◆ TASK BRIEF
State how many lines of the listing below contain the word "jacket", and give only that number.
— Start LISTING —
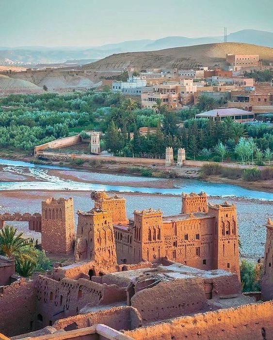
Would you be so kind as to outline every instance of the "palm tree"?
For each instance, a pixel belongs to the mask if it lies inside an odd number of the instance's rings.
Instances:
[[[126,111],[131,112],[133,110],[138,108],[138,104],[137,102],[131,98],[128,98],[125,99],[123,103],[123,106]]]
[[[153,108],[155,108],[156,111],[161,113],[162,111],[164,111],[166,109],[166,104],[163,104],[161,99],[158,98],[152,107]]]
[[[17,229],[12,226],[5,226],[0,230],[0,254],[14,256],[18,264],[29,261],[36,264],[37,255],[33,243],[22,235],[22,233],[17,233]]]

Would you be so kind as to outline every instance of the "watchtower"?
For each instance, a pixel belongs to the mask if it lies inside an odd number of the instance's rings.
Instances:
[[[177,151],[177,165],[183,165],[183,161],[186,160],[186,152],[184,148],[179,147]]]
[[[75,259],[94,261],[105,268],[116,265],[116,255],[110,212],[94,208],[88,212],[78,211]]]
[[[99,132],[93,131],[91,134],[91,153],[99,155],[100,153]]]
[[[238,225],[236,207],[225,202],[209,205],[209,214],[215,218],[214,269],[236,273],[240,279]]]
[[[208,196],[206,193],[182,194],[181,214],[208,212]]]
[[[42,202],[42,247],[53,254],[73,251],[75,240],[73,198]]]
[[[149,209],[136,210],[134,215],[134,263],[158,262],[165,254],[162,212]]]

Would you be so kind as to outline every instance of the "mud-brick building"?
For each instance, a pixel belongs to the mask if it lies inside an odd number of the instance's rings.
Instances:
[[[97,207],[111,200],[122,202],[119,207],[116,204],[109,208],[113,216],[118,263],[155,263],[167,257],[199,269],[226,270],[240,277],[234,204],[208,204],[204,193],[183,194],[180,214],[163,216],[160,210],[135,210],[133,220],[122,223],[120,214],[123,219],[126,214],[123,199],[116,196],[93,197]]]

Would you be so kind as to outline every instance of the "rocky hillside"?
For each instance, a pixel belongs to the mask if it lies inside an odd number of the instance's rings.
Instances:
[[[145,70],[159,68],[192,67],[204,66],[222,66],[226,64],[227,54],[258,54],[264,63],[273,62],[273,49],[241,43],[218,43],[177,47],[160,51],[131,52],[112,54],[83,68],[97,70],[122,70],[128,67]]]

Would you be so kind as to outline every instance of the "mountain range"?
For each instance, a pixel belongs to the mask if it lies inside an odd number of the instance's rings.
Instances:
[[[241,42],[273,47],[273,33],[256,30],[243,30],[227,36],[229,42]],[[144,39],[108,44],[94,47],[47,47],[24,46],[0,47],[0,65],[34,66],[38,64],[64,63],[68,60],[100,59],[113,54],[124,52],[158,51],[174,47],[222,42],[223,36],[189,38],[167,36],[157,40]]]

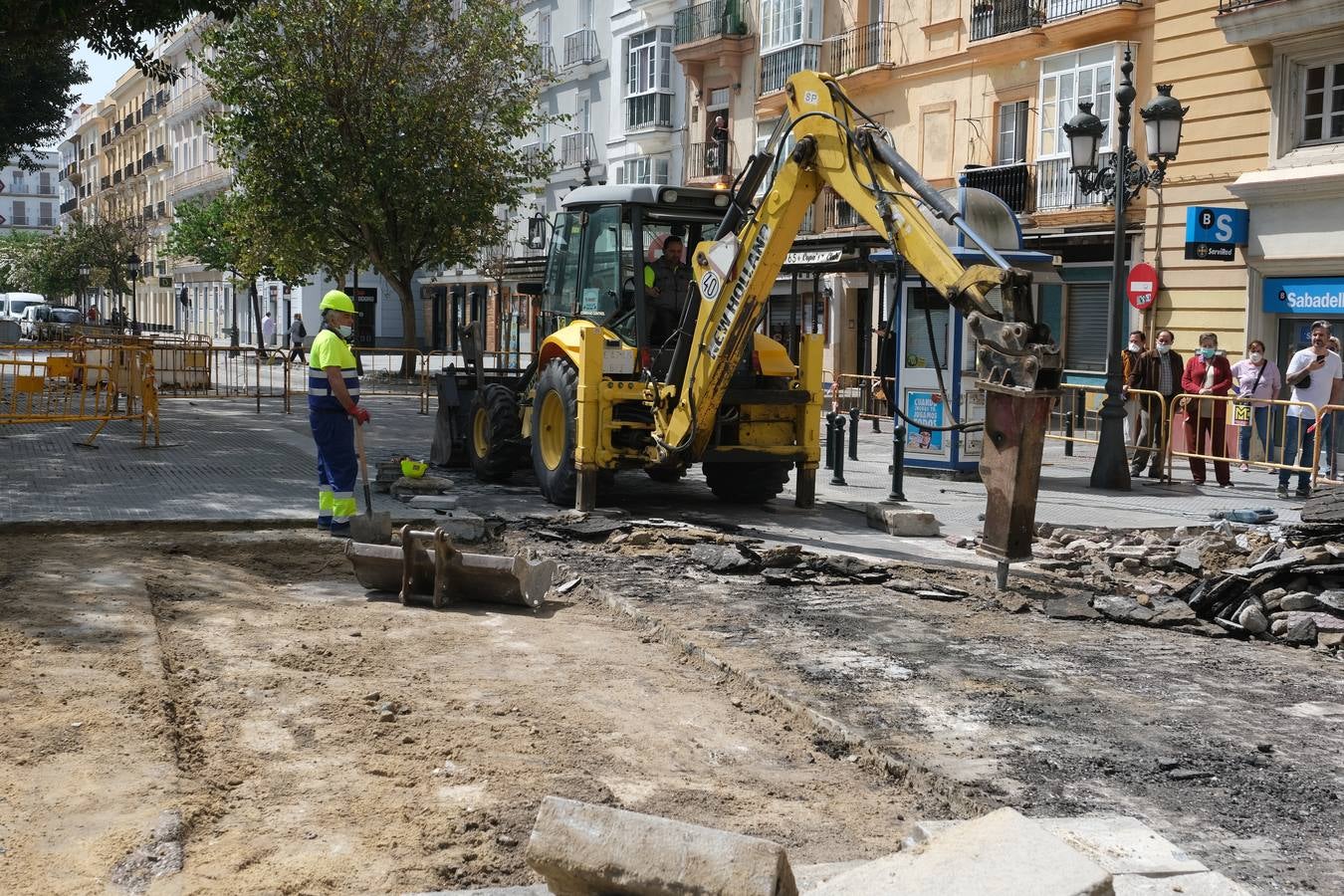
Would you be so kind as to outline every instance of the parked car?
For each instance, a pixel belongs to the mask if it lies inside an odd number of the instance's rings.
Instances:
[[[0,320],[16,321],[30,305],[46,305],[40,293],[0,293]]]
[[[83,313],[69,305],[30,305],[19,318],[19,336],[38,343],[70,339],[71,328],[83,322]]]

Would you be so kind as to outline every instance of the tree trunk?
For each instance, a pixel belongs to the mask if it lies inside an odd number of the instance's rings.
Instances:
[[[405,279],[401,277],[388,277],[387,282],[392,285],[396,296],[402,300],[402,345],[418,349],[419,339],[415,326],[415,301],[411,297],[411,279],[410,277]],[[415,355],[407,353],[402,357],[402,376],[411,377],[415,375]]]

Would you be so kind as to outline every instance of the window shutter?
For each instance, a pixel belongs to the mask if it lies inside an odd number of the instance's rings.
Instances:
[[[1067,298],[1064,367],[1071,371],[1105,371],[1110,283],[1070,283]]]

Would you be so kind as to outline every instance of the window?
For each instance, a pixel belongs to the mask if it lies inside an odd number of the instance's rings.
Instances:
[[[668,183],[668,157],[626,159],[617,173],[622,184],[665,184]]]
[[[1027,101],[999,105],[999,141],[995,144],[996,165],[1027,161]]]
[[[1302,142],[1344,140],[1344,62],[1304,70]]]
[[[1106,369],[1106,314],[1109,283],[1070,283],[1064,314],[1064,368]]]
[[[818,0],[761,0],[761,51],[817,39]]]
[[[1048,56],[1040,62],[1040,140],[1038,159],[1068,154],[1063,124],[1074,117],[1079,102],[1091,102],[1093,114],[1107,124],[1099,150],[1110,149],[1116,132],[1110,121],[1111,73],[1116,48],[1110,44]],[[1137,116],[1136,116],[1137,117]]]

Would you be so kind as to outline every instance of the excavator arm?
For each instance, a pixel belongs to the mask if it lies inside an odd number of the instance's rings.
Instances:
[[[739,179],[716,239],[700,243],[692,255],[700,302],[675,400],[659,408],[664,446],[691,457],[704,451],[710,422],[802,219],[829,185],[966,318],[977,344],[978,382],[988,394],[985,549],[1001,562],[1030,556],[1043,438],[1060,373],[1059,349],[1034,318],[1030,274],[981,239],[833,78],[802,71],[785,93],[788,116]],[[788,137],[793,148],[780,159]],[[962,266],[919,204],[958,227],[991,263]],[[1003,314],[986,300],[993,289],[1003,297]]]

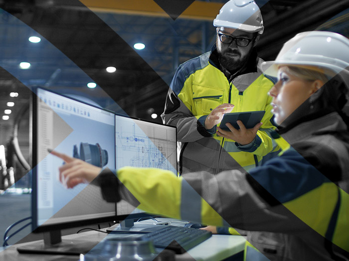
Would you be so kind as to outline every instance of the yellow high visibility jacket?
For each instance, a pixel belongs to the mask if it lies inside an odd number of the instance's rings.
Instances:
[[[249,174],[200,172],[177,177],[170,171],[125,167],[117,171],[118,179],[111,175],[119,196],[150,213],[256,231],[248,240],[270,260],[347,260],[346,125],[333,112],[299,124],[283,137],[293,148]],[[104,180],[105,172],[98,178]],[[107,199],[113,195],[105,186],[102,191]]]
[[[180,174],[204,170],[216,174],[240,166],[248,170],[275,149],[270,136],[275,127],[268,95],[274,82],[262,74],[262,62],[254,53],[247,70],[230,81],[219,69],[215,46],[179,66],[162,117],[164,123],[177,127]],[[265,111],[263,124],[249,146],[217,136],[215,127],[208,131],[203,127],[210,112],[225,103],[234,104],[232,112]]]

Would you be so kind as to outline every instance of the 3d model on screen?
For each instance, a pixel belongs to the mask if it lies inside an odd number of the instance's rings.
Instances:
[[[95,145],[87,142],[80,144],[80,154],[77,145],[74,145],[73,157],[97,167],[103,167],[108,164],[108,152],[98,143]]]

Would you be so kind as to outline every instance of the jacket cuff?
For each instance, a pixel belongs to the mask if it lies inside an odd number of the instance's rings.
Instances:
[[[103,199],[107,202],[117,202],[120,201],[119,193],[119,179],[113,172],[105,168],[93,180],[93,182],[101,187]]]
[[[230,235],[229,228],[227,227],[217,227],[217,233],[220,235]]]
[[[257,150],[262,143],[262,139],[258,135],[256,135],[254,139],[248,144],[241,145],[235,142],[235,145],[239,150],[246,152],[253,152]]]
[[[216,126],[215,125],[212,129],[206,130],[204,127],[205,120],[208,115],[201,116],[197,119],[196,122],[196,127],[197,131],[199,132],[203,137],[211,137],[216,133]]]

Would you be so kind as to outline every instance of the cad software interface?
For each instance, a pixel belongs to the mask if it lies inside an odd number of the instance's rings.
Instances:
[[[63,161],[47,151],[114,169],[114,114],[44,89],[37,94],[37,225],[115,215],[115,204],[103,199],[99,187],[67,189],[59,181]]]
[[[157,168],[177,174],[176,135],[174,127],[116,115],[116,167]],[[121,201],[118,215],[142,212]]]

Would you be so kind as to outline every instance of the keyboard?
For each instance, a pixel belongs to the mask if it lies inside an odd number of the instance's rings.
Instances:
[[[166,248],[176,254],[183,254],[209,238],[212,233],[193,228],[164,226],[161,229],[141,236],[143,240],[153,241],[156,248]]]

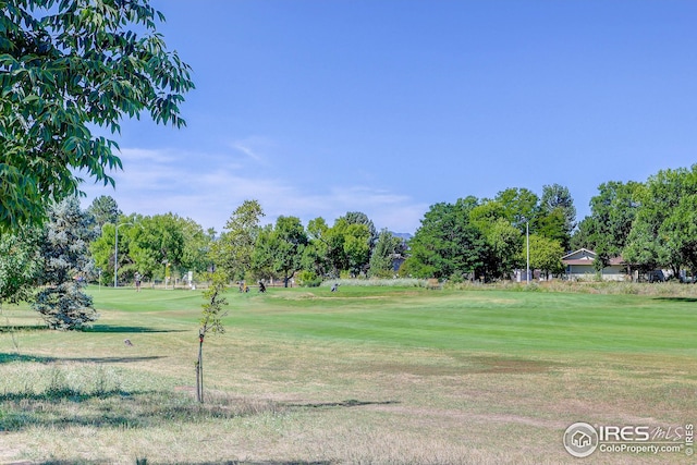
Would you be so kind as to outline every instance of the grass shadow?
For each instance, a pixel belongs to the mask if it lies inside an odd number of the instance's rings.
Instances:
[[[166,358],[160,355],[151,355],[144,357],[45,357],[36,355],[22,355],[22,354],[3,354],[0,353],[0,365],[9,364],[12,362],[26,362],[37,364],[52,364],[56,362],[77,362],[89,364],[130,364],[135,362],[157,360],[159,358]]]
[[[38,462],[36,465],[101,465],[108,463],[106,461],[85,461],[81,458],[73,460],[60,460],[60,461],[47,461]],[[254,462],[239,462],[239,461],[225,461],[225,462],[154,462],[147,458],[140,461],[134,460],[134,464],[143,463],[145,465],[332,465],[333,462],[329,461],[254,461]],[[22,463],[20,463],[22,464]],[[28,463],[27,463],[28,464]],[[32,463],[35,464],[34,462]]]
[[[173,463],[161,463],[161,462],[147,462],[152,465],[174,465]],[[228,462],[176,462],[176,465],[332,465],[335,462],[330,461],[254,461],[254,462],[237,462],[237,461],[228,461]]]
[[[0,325],[0,332],[50,331],[48,325]]]
[[[146,328],[146,327],[137,327],[137,326],[109,326],[109,325],[94,325],[91,328],[85,328],[84,332],[103,332],[103,333],[121,333],[121,332],[135,332],[135,333],[145,333],[145,332],[185,332],[181,329],[155,329],[155,328]]]
[[[656,297],[655,301],[665,302],[697,302],[697,297]]]
[[[398,401],[356,401],[350,399],[341,402],[319,402],[319,403],[306,403],[306,404],[281,404],[289,408],[335,408],[335,407],[360,407],[364,405],[394,405],[399,404]]]

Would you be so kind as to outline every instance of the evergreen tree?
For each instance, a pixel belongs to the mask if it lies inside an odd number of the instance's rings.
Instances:
[[[76,197],[49,210],[40,245],[45,287],[33,307],[51,329],[81,329],[98,318],[91,297],[83,292],[94,270],[88,245],[97,234],[93,216],[80,209]]]

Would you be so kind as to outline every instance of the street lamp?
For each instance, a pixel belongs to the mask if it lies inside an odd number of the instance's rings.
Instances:
[[[525,271],[525,283],[530,283],[530,222],[525,222],[525,241],[527,242],[527,268]]]
[[[125,224],[133,223],[127,221],[125,223],[117,224],[115,241],[113,245],[113,289],[119,286],[119,227],[123,227]]]

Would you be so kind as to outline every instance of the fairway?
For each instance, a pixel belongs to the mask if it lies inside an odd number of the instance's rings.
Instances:
[[[562,439],[576,421],[697,423],[689,297],[229,291],[200,407],[201,293],[89,291],[101,318],[85,332],[3,308],[0,463],[574,463]]]

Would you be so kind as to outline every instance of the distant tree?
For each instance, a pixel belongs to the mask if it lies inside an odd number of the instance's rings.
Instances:
[[[559,243],[548,237],[543,237],[537,234],[529,236],[530,241],[530,269],[540,270],[549,279],[550,274],[561,274],[564,271],[562,264],[562,256],[564,255],[564,248]],[[527,241],[523,246],[521,254],[521,260],[527,258]]]
[[[633,181],[626,184],[611,181],[600,184],[598,195],[590,199],[590,216],[579,223],[572,243],[576,249],[585,247],[596,252],[598,270],[622,254],[639,208],[643,188],[643,184]]]
[[[542,222],[547,228],[546,232],[541,232],[546,237],[559,240],[564,249],[568,249],[571,236],[576,228],[576,207],[568,188],[560,184],[551,184],[542,186],[542,197],[540,198],[540,210],[542,212]],[[552,224],[559,224],[559,232],[552,231]]]
[[[106,223],[115,224],[119,217],[123,215],[119,210],[119,204],[113,197],[108,195],[101,195],[91,201],[91,205],[87,208],[87,211],[95,217],[95,221],[99,228]]]
[[[181,218],[184,247],[180,269],[182,273],[193,271],[204,273],[208,271],[210,265],[210,248],[215,238],[210,233],[206,233],[204,228],[191,218]]]
[[[40,271],[39,228],[0,232],[0,306],[27,301]]]
[[[368,233],[370,234],[369,246],[370,249],[375,246],[376,241],[378,240],[378,231],[372,223],[372,220],[368,218],[368,216],[362,211],[348,211],[346,215],[339,219],[346,220],[348,224],[365,224],[368,228]]]
[[[280,273],[283,284],[302,269],[307,233],[296,217],[279,217],[272,228],[264,228],[257,237],[253,267]]]
[[[135,271],[147,278],[166,278],[167,267],[171,271],[182,268],[187,220],[172,212],[152,217],[133,217],[121,233],[119,229],[119,274],[131,279]],[[121,254],[122,237],[127,236],[127,256]],[[122,260],[124,264],[122,265]],[[120,277],[121,279],[121,277]]]
[[[697,164],[662,170],[650,176],[637,195],[639,208],[623,249],[623,257],[640,270],[694,267],[697,205]]]
[[[183,126],[189,66],[167,50],[148,0],[0,0],[0,228],[37,223],[80,173],[114,184],[125,117]]]
[[[81,329],[98,318],[91,297],[82,290],[94,272],[88,244],[98,234],[91,215],[80,209],[76,197],[68,197],[49,211],[41,237],[44,287],[33,307],[49,328]]]
[[[488,245],[487,274],[492,278],[505,278],[519,264],[522,234],[517,228],[504,218],[493,221],[484,232]]]
[[[527,188],[510,187],[497,194],[494,200],[503,208],[504,217],[525,233],[525,223],[530,222],[535,232],[537,217],[540,213],[539,197]]]
[[[232,280],[243,280],[252,266],[264,210],[258,200],[245,200],[233,211],[220,238],[212,244],[212,260]]]
[[[404,241],[387,229],[380,231],[378,241],[370,255],[371,278],[392,278],[394,276],[394,258],[403,250]]]
[[[488,246],[481,231],[469,222],[478,203],[470,196],[454,205],[431,206],[409,241],[412,255],[405,269],[417,278],[484,277]]]
[[[329,254],[328,231],[329,225],[323,218],[318,217],[307,223],[308,244],[303,253],[303,269],[316,277],[332,276],[332,262]]]

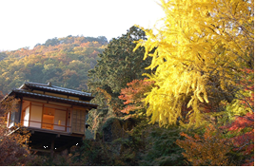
— End LISTING —
◆ RESPONSE TO THIS TASK
2